▶ WORK TASK
Full transcription, minus images: write out the listing below exactly as it appears.

▶ SUPPLIED ENTRIES

━━━━━━━━━━━━━━━━━━━━

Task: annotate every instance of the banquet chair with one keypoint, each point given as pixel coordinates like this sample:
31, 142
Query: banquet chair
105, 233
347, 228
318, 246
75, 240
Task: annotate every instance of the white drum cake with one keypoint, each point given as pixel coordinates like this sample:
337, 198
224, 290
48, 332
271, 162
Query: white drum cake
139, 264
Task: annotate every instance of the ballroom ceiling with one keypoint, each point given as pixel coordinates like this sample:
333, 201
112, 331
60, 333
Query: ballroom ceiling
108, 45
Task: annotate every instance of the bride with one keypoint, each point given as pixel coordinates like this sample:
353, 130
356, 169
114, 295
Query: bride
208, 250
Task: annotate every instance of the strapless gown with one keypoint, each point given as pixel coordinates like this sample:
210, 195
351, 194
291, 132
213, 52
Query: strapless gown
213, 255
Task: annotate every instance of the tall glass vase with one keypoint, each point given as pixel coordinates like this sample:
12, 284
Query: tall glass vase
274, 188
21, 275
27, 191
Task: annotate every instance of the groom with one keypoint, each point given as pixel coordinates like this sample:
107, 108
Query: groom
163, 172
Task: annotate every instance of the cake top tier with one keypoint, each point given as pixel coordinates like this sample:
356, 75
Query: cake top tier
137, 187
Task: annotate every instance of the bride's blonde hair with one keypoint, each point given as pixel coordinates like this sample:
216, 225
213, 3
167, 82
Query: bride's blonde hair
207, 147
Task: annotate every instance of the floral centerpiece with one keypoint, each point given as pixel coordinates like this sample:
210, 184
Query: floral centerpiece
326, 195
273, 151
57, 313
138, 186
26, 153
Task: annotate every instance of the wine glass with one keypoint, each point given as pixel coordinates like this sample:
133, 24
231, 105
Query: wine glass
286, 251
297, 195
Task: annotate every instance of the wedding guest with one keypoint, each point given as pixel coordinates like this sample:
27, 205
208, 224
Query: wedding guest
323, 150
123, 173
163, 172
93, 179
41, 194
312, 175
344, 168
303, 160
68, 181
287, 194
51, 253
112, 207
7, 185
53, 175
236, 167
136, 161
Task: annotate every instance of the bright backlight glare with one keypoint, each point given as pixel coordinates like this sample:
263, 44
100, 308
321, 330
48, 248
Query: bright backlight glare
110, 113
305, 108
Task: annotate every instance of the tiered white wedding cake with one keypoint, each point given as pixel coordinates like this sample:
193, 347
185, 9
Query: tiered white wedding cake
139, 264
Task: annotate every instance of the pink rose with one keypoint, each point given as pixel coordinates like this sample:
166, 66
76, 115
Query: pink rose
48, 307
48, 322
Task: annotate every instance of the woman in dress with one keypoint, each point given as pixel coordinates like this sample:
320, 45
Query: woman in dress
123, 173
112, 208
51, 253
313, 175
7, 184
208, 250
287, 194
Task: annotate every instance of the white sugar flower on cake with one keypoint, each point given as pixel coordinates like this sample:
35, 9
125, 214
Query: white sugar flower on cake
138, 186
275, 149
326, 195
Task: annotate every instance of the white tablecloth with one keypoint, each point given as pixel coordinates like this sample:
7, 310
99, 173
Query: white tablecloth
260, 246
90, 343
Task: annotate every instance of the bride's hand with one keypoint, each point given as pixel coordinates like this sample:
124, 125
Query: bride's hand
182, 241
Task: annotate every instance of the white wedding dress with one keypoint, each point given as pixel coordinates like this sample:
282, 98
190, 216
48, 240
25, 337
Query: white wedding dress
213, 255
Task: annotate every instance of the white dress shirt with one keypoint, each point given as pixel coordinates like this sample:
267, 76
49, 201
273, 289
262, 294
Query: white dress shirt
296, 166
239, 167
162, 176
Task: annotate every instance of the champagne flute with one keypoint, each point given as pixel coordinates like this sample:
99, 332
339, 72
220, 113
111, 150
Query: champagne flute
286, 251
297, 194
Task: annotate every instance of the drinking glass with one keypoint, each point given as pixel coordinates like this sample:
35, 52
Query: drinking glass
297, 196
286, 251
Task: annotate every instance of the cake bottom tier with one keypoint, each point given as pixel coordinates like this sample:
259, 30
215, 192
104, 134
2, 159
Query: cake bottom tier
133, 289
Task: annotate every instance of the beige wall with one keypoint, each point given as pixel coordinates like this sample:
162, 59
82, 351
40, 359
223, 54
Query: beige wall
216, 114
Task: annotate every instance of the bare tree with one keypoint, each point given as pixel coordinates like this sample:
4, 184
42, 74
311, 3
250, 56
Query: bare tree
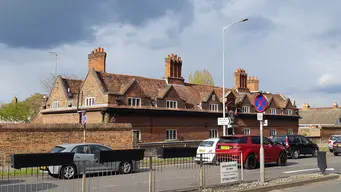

━━━━━━━━━━━━━━━━━━━━

▶ EXERCISE RESULT
Task: annotate every instance of the banquet chair with one keypoint, each point given as pixel coordinates like this sample:
31, 142
Query: banquet chair
105, 233
347, 228
318, 246
75, 240
Task: annotate every instance of the white drum cake with one keypoint, each point given as pixel coordinates like this sample:
337, 198
224, 290
48, 332
271, 162
Query: white drum cake
139, 264
Task: annotate every instance of the ballroom ceiling with one keypoint, each point given as pixel coordinates like this sample:
333, 201
112, 331
60, 333
Query: ballroom ceiling
108, 45
Task: annotate every instance of the bride with one keypoint, each point given as pixel coordinates like this sample:
353, 130
356, 169
114, 295
Query: bride
208, 250
Task: annotate every instance of the strapless gown with one keypoint, each point given as pixel coordinates like this sample:
210, 195
351, 194
291, 132
213, 52
Query: strapless gown
213, 255
Task: annotate every instance of the tall glass vase with one keypoint, each point given as pixel coordinates like this sample:
12, 284
Query: tall glass vase
274, 188
21, 275
27, 191
Task: annotate every instance of the groom with one keypoint, each point given as pixel coordinates like this sample:
107, 108
Query: groom
163, 172
Task: annotate every instance of the cake top tier with one keypoint, each point given as pixel coordinates like this sample:
356, 75
Query: cake top tier
137, 187
Task: annotate every instance of the bride's blonde hair with one keypoint, each point given as pixel coordinates like this sample:
216, 225
213, 3
167, 82
Query: bride's blonde hair
207, 147
Task: annotate every instance of the floral centerpiece with one keypoint, each point given as pixel coordinates like this sample:
210, 184
Query: floral centerpiece
326, 195
273, 151
57, 313
138, 186
26, 153
Task: annotate every instance of the wine glass with one keypoint, each point given as pixel coordinates like this sample:
133, 24
231, 105
Query: wine glass
286, 251
297, 195
Task: annotate every instance of the wedding guest with one keypoint, each point given as pixel coordinates like this sample:
27, 205
208, 224
Query: wedding guest
323, 150
123, 173
163, 172
93, 179
41, 194
312, 175
344, 168
303, 160
68, 181
287, 194
51, 253
112, 207
7, 185
53, 175
236, 167
136, 161
Task: annotate every instance of the bright backlight glare with one keypoint, each point given as pixel coordinates like this sample:
263, 44
100, 308
321, 330
48, 248
Query: bright backlight glare
110, 113
305, 108
Task: annotate every instance of the tiered white wedding cake with one keypoint, each point given as pixel coordinates like this sample:
193, 347
185, 9
Query: tiered white wedding cake
139, 264
Task: annotate every instance of the pink rose with one keypoint, each point given as pixel coordinates like this sample:
166, 66
76, 115
Query: pink rose
48, 307
48, 322
Task: annotate every instance of the woman in dress with one keypoint, each point given as pixel coordinates like this sample:
320, 45
Query: woman in dress
123, 173
112, 208
51, 253
313, 175
7, 184
208, 250
287, 194
Task: annotate every instance of the white sugar flower on cake with one keypoint, each point given as pixel coordinates like this sample:
35, 9
125, 214
Query: white sugar flower on cake
138, 186
275, 149
326, 195
Task: annotate every instance of the white tablecloth with one keypoint, each point given as pixel coordinates like this sample:
7, 310
99, 173
Query: white tablecloth
260, 246
90, 343
Task: annotate every instance of the bride's hand with one keypoint, each point given as pixel coordinates like this sample:
124, 125
Query: bride's hand
182, 241
Task: annotate every instance of the white wedding dress with one keypoint, each point given as pixel coordinates like this sample:
282, 98
190, 216
48, 240
25, 337
Query: white wedding dress
213, 255
Task: annotate every instance of the white dress shirt with one keypoint, each point given as pixel coordinates like this sample:
267, 76
49, 201
273, 289
262, 294
Query: white dress shirt
296, 166
239, 167
162, 176
Task: annotate every instance of the champagne flute with one keypoint, each point given as pixel coordinates like this sample:
99, 332
339, 72
220, 113
111, 150
Query: champagne flute
286, 251
297, 194
Task: annotate every instance of the drinking glass with one keypoint, each point given as pixel coordinates like this sample:
35, 52
Query: drinking glass
297, 196
286, 251
Task: annotate every instance of the cake bottom tier with one keypoint, each point given as pixel coordinates like this sample:
259, 30
215, 192
104, 134
2, 159
Query: cake bottom tier
133, 289
Task: annotate every instance of the beige wall with one keypoint, each point given as pixel coordinates like this sample:
162, 59
82, 351
40, 359
223, 54
Query: beige wall
216, 114
Task: annotate every instance of the bare tree with one keypoint, each point given as pixel coordinates like this sample:
4, 184
42, 74
311, 3
250, 56
Query: bare tree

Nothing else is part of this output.